▶ _Problem A_
List every organ of the body named in the recovery thread.
▶ _Problem B_
In the recovery thread, how long has the writer who has "lost a lot of hope compared to say 6 months ago" been off Finasteride?
▶ _Problem C_
Reproduce the recovery thread word for word from "But of course" to "recovered in time.".

▶ _Passage_
::::::
Does anybody have any hope of recovery anymore?

Everyone on here seems to be having extremely negative experiences, I can’t remember the last time I saw something positive crop up, apart from the increasing media coverage of PFS this year. Does anybody believe that a natural recovery is possible anymore? where do we all stand on this?

Personally, I have lost a lot of hope compared to say 6 months ago. After being off Finasteride for a year now, I just think that if these problems could fix themselves, I would have seen improvement by now. But instead I have only been teased by short recoveries, and then just returned to the same terrible state.

I think natural recovery is possible in some cases, but I don’t think its possible for all of us. I do think there is definitely a way to “fix” us even it involved supplementing with 5-AR-2 or 3-Adiol-G for the rest of our lives. If Merck would admit to there being a problem with their drug and brought some of us in for testing my guess is they could figure out what exactly is wrong, how it happened and how to fix us in a relatively short amount of time.

But of course they would have to give a $%^& first.

Yes, I just had a full recovery with a new treatment based off of recent research. You can read about it here: Dolichol deprivation theory.

There are episodes of almost 90% functionality, but they are always just that - episodes. This is so insidious because the finish line is in sight, but it 's effectively impossible to get there.

No its n

Muscleman has had a full recovery from using herbal treatment (unani medicine) and fixing his liver and general good living. Many guys have recovered in time.

There IS hope.

That user did not take Finasteride and there has been controversy behind his story (ie, 5ar inhibiting herbs), not to mention the “recovery methods” he promotes.

Sorry, i didn’t realise.

I still remain confident of a slow recovery and most on here should too.

I have been bombarding my liver with supplements for years, and, that has allowed me to function; however, whenever I stop I have zero energy. My bloodwork is now excellent, and, I want to be cured now. Sure, we all must hang onto to hope for the future: but POTENTIAL resolvement of issues in the future is just not good enough.

At this time, a full recovery (i.e. pre-fin state) is not something I envision.

Fin has done some damage to my system / parts. It’s undeniable.

However, there are a number of things I’d like to try before I wave the white towel.

I still want a thorough imaging of my prostate, seminal vesicles and balls for defects.

Also, there are some pharmaceuticals out there (e.g. dostinex) that I’d still like to try.

Because I just turned 40 a mth ago, I’m finding doctors pointing to my age and stating “you’re not 20 years old anymore” and that I have to learn to accept a “new normal”. The fact that things went downhill for me “overnight” indicates that this is not normal age-related change, but rather something more sinister (i.e. pfs). So I suppose if they ever figure out this sinister cause, there might be hope for a full recovery, but I’m not holding my breath.
::::::
▶ _Records supplied_
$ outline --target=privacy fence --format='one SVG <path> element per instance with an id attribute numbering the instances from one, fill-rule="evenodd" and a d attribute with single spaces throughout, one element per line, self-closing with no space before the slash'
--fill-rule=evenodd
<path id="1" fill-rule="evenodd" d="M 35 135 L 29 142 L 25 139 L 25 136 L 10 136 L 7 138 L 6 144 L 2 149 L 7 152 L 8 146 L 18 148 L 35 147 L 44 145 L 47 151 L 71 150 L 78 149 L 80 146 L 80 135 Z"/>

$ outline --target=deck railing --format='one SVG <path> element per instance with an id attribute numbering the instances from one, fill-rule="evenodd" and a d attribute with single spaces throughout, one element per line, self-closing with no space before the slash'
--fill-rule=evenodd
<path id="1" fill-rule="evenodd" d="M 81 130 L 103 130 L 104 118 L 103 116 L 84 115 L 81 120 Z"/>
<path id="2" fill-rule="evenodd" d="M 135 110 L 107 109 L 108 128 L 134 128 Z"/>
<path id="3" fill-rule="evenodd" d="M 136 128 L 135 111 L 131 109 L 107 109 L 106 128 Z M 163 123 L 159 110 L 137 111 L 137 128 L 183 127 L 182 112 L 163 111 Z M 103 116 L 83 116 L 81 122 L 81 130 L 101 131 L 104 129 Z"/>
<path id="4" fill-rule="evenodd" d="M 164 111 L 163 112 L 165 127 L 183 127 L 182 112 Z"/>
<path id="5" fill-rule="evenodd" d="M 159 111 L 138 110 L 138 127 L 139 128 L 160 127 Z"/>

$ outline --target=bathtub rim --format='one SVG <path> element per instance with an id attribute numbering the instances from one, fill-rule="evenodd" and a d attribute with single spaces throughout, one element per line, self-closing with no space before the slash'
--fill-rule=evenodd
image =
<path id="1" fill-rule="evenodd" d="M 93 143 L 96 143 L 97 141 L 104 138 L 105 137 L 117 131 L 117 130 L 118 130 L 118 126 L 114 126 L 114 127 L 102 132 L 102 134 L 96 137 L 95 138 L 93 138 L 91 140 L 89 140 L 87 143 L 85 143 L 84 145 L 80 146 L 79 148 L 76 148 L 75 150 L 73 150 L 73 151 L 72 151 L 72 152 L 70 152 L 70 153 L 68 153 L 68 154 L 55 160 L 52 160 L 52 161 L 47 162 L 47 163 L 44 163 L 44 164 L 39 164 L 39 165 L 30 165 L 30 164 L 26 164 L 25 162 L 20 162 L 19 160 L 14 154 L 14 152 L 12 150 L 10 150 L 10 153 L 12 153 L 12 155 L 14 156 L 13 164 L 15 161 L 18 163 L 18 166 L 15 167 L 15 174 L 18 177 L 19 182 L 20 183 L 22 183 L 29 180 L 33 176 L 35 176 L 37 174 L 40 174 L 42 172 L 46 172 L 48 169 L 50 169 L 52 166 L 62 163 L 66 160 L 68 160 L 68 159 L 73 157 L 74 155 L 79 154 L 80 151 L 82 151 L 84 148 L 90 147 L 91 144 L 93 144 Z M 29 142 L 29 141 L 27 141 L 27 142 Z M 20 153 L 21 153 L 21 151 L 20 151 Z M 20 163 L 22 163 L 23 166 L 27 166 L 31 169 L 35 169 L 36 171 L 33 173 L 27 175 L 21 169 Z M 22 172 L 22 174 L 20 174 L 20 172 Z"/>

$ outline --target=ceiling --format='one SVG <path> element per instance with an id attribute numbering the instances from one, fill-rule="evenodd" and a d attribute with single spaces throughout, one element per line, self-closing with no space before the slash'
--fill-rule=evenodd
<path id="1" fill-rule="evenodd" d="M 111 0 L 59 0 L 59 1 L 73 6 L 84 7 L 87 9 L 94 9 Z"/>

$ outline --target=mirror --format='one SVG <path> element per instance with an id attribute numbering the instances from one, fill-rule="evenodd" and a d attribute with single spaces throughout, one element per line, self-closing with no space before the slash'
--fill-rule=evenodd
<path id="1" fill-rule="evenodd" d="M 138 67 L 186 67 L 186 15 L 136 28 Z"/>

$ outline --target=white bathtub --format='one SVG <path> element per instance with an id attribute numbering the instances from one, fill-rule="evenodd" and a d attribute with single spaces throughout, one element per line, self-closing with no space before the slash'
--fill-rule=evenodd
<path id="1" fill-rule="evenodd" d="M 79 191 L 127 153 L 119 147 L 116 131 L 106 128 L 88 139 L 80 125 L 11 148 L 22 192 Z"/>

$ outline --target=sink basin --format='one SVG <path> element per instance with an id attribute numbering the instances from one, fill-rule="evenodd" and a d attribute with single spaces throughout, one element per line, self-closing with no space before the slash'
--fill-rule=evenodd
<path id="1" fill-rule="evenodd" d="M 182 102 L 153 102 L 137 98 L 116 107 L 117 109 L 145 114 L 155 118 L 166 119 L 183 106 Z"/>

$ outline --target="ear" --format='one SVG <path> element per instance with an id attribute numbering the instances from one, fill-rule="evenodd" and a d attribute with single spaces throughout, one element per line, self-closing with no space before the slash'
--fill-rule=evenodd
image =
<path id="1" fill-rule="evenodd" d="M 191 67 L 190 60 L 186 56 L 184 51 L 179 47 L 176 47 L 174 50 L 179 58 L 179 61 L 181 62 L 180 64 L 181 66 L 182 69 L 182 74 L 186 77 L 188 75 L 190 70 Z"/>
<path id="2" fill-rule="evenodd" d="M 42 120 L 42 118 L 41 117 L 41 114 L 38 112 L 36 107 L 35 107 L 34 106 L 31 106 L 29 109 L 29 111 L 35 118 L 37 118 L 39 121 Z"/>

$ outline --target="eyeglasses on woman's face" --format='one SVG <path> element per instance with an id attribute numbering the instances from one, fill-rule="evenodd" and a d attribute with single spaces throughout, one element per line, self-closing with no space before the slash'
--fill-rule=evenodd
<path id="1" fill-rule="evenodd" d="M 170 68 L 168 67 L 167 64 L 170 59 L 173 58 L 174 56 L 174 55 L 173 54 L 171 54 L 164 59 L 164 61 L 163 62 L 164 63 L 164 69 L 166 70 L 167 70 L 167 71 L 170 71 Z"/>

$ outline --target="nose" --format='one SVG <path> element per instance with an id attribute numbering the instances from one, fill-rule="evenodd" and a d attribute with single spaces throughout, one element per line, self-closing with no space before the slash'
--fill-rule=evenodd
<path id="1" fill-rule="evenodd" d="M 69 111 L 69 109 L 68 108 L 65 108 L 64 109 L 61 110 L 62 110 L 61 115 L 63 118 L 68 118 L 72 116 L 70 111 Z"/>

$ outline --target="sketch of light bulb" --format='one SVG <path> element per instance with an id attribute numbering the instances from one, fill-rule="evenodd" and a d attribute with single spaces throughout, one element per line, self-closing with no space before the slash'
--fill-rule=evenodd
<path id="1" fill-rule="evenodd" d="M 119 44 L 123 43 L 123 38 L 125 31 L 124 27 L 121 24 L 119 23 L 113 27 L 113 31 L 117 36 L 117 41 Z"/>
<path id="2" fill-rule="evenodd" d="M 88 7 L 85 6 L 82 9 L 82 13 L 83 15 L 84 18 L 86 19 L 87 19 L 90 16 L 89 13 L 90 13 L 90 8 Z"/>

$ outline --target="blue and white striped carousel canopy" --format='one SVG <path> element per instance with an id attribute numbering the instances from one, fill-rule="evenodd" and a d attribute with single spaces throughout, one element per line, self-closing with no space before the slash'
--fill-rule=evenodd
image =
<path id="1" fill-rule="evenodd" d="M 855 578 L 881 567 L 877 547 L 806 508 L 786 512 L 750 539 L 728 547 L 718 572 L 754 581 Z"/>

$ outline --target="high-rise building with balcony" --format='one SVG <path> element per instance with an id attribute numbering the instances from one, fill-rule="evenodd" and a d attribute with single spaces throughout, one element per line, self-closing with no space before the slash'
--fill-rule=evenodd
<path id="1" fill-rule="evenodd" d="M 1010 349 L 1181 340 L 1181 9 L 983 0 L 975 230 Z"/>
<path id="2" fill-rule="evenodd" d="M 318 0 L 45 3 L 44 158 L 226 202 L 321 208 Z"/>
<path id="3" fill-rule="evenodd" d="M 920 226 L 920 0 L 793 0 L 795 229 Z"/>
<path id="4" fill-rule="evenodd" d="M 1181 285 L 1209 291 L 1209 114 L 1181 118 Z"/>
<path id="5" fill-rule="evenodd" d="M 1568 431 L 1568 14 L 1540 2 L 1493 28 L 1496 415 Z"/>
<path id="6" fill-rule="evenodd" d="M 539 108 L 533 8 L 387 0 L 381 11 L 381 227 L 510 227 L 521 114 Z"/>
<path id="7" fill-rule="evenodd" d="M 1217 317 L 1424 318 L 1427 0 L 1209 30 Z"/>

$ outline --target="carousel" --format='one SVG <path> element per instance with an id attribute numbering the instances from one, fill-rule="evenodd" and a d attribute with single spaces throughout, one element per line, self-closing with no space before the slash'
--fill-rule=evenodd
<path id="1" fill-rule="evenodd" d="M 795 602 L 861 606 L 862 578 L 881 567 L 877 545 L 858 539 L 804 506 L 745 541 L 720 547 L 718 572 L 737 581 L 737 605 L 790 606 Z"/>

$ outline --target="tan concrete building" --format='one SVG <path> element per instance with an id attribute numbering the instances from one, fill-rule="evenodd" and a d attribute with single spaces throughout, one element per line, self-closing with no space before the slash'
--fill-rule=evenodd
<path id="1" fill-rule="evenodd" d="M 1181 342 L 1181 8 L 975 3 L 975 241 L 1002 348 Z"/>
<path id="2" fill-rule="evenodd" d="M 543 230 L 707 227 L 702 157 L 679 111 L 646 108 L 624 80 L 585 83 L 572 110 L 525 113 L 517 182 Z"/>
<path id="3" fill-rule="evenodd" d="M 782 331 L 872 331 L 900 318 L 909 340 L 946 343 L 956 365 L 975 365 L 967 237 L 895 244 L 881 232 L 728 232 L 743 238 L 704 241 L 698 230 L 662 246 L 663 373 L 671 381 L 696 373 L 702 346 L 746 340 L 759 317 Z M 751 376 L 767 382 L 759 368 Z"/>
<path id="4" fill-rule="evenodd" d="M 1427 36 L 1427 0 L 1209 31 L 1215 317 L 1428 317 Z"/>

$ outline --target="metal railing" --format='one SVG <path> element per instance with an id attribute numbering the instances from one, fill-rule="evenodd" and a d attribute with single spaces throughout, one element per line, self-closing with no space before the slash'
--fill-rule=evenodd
::::::
▶ _Reply A_
liver, prostate, seminal vesicles, balls

▶ _Reply B_
A year.

▶ _Reply C_
But of course they would have to give a $%^& first.

Yes, I just had a full recovery with a new treatment based off of recent research. You can read about it here: Dolichol deprivation theory.

There are episodes of almost 90% functionality, but they are always just that - episodes. This is so insidious because the finish line is in sight, but it 's effectively impossible to get there.

No its n

Muscleman has had a full recovery from using herbal treatment (unani medicine) and fixing his liver and general good living. Many guys have recovered in time.